SUPPLIED ENTRIES:
+++
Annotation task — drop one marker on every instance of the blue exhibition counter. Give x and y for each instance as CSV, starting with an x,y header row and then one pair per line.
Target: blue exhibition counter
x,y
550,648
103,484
+++
WRITTEN REQUEST: Transcribe the listing above verbatim, reproducing every line without any alteration.

SOLUTION FOR THIS PROBLEM:
Annotation task — drop one marker on every instance of the blue exhibition counter. Give x and y for each instance as CSV, starting with an x,y header row and then one pair per line.
Target: blue exhibition counter
x,y
550,648
103,484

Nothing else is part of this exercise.